Set task :: Quote the lines below word for word, from the start down to and including the line with "Query: foliage".

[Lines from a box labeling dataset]
[BEGIN]

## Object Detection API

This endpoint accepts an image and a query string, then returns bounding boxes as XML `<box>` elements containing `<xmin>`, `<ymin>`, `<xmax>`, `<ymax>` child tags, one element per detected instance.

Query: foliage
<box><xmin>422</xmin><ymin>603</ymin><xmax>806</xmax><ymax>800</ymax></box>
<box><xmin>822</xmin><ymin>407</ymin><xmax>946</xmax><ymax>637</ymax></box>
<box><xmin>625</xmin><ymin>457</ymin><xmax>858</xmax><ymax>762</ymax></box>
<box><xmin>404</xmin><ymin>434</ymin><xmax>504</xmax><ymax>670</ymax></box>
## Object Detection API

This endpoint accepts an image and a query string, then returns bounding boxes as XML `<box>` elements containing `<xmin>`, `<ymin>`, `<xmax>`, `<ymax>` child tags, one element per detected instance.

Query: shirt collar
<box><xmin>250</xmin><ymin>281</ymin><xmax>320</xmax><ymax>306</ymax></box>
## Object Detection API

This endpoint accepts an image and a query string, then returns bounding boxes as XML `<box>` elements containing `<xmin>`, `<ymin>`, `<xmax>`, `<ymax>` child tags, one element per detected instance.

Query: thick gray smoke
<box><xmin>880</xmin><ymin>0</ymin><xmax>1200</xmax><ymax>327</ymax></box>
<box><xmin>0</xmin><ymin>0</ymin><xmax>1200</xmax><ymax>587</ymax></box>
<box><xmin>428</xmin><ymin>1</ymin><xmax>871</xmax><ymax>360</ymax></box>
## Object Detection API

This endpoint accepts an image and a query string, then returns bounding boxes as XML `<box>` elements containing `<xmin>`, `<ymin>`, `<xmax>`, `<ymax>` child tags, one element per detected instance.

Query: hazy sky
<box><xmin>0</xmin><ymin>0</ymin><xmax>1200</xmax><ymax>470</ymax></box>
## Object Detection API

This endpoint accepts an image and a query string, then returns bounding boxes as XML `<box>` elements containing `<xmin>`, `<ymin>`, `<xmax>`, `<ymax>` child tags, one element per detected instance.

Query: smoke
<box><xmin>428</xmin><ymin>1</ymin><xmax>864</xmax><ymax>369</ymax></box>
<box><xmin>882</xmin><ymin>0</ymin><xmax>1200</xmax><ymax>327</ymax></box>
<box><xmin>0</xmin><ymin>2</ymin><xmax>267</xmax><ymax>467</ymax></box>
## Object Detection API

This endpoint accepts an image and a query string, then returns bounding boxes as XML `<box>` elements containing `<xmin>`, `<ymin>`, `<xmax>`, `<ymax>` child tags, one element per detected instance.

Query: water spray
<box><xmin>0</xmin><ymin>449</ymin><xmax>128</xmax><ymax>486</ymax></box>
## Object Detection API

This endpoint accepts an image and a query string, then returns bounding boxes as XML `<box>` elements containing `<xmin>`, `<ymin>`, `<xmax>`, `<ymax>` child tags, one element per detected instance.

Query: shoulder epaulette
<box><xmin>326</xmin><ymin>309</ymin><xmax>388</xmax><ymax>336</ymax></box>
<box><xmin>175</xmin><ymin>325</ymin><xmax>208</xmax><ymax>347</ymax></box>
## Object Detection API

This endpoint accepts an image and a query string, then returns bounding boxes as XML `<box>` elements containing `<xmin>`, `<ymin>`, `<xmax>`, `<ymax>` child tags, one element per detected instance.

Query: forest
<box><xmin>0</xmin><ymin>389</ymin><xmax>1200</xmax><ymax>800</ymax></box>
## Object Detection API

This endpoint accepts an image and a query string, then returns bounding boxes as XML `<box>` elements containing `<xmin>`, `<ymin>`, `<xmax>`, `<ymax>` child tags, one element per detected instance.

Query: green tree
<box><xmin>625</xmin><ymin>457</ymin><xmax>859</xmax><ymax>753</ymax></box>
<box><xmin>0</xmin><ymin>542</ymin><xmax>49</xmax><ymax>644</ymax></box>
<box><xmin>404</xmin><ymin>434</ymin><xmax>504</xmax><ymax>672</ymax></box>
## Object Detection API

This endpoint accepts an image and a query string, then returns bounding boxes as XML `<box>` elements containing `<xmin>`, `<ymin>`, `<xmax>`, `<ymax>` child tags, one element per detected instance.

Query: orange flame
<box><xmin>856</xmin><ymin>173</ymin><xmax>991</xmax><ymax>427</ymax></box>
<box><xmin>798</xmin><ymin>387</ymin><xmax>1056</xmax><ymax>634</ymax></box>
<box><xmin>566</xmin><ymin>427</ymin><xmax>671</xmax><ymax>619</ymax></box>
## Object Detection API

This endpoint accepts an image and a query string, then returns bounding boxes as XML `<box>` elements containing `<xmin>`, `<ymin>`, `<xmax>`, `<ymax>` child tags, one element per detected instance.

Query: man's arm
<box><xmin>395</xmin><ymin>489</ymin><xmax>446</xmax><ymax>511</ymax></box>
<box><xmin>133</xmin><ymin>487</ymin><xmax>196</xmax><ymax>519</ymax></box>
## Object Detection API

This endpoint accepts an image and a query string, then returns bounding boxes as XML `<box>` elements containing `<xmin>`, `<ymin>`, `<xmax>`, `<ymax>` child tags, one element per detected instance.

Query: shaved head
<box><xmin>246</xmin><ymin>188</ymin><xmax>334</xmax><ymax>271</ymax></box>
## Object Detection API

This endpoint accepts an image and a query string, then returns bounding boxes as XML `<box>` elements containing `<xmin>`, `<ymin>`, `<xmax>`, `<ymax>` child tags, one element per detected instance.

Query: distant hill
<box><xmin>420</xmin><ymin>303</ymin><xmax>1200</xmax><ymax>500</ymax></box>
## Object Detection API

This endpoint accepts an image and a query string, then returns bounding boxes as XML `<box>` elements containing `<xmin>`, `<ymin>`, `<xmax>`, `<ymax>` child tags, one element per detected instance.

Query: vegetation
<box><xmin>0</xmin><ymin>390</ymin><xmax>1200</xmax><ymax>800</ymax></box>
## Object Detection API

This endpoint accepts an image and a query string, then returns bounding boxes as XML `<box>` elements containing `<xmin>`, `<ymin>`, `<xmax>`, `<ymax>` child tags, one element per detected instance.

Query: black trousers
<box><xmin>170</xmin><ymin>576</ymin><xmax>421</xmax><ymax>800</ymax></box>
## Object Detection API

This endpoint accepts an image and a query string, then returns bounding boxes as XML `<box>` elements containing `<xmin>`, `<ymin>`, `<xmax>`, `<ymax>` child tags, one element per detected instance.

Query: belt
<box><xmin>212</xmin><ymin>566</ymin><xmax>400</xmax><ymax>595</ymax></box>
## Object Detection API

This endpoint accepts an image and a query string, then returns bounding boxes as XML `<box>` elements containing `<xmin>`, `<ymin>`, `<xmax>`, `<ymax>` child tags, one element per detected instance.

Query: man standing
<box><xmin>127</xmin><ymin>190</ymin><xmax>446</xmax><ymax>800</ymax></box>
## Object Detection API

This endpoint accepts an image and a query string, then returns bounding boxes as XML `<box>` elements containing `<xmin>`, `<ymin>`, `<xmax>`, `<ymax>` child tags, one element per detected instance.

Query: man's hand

[END]

Response for this exercise ::
## Object Detection API

This endpoint accepts an image and a query string, then returns bounding boxes as XML `<box>` elements containing `<xmin>`, `<ymin>`, `<xmax>`, `<ymax>` child tags, one element per detected instance.

Query: foliage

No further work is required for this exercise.